(ASSIGNMENT):
Scan each line of the records for the word "below" and extract the ones that have it.

>>

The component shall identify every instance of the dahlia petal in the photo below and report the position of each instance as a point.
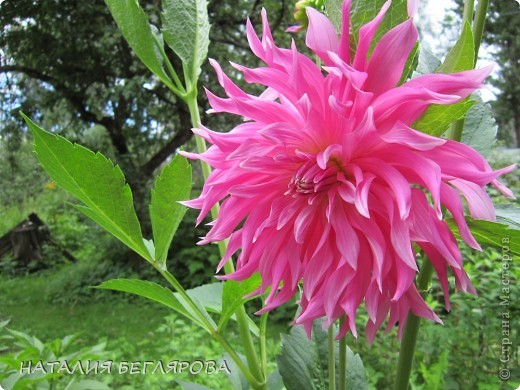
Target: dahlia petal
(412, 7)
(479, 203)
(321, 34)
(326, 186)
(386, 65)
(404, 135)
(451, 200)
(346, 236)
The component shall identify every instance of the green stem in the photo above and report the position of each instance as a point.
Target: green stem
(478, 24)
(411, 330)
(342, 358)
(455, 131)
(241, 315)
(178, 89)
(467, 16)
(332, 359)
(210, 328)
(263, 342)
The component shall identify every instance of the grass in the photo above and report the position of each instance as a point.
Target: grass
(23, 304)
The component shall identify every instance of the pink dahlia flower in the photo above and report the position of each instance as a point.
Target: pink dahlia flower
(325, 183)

<<
>>

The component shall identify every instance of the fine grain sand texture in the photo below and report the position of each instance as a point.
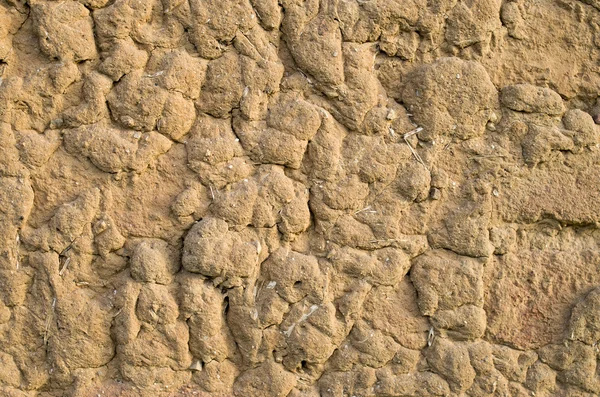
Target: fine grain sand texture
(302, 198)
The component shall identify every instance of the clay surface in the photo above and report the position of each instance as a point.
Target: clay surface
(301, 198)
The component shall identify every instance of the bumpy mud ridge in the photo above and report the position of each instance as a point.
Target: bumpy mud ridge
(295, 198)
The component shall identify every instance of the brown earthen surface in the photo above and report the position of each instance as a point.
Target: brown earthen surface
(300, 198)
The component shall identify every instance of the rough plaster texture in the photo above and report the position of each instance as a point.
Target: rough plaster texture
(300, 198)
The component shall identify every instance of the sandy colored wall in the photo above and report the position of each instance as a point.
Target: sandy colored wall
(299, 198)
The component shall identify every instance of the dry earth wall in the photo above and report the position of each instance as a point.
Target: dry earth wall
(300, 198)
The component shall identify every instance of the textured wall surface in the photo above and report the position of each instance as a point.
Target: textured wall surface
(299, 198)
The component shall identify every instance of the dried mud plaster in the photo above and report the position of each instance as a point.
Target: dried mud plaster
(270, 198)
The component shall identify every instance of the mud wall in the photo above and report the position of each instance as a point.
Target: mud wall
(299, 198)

<<

(EXPECTED OUTPUT):
The component shall identify every instance of the dahlia petal in the photo below and report the position of each instance as a point.
The component shall identify every instance of the fine grain sand texture in the photo below and report the position of each instance as a point.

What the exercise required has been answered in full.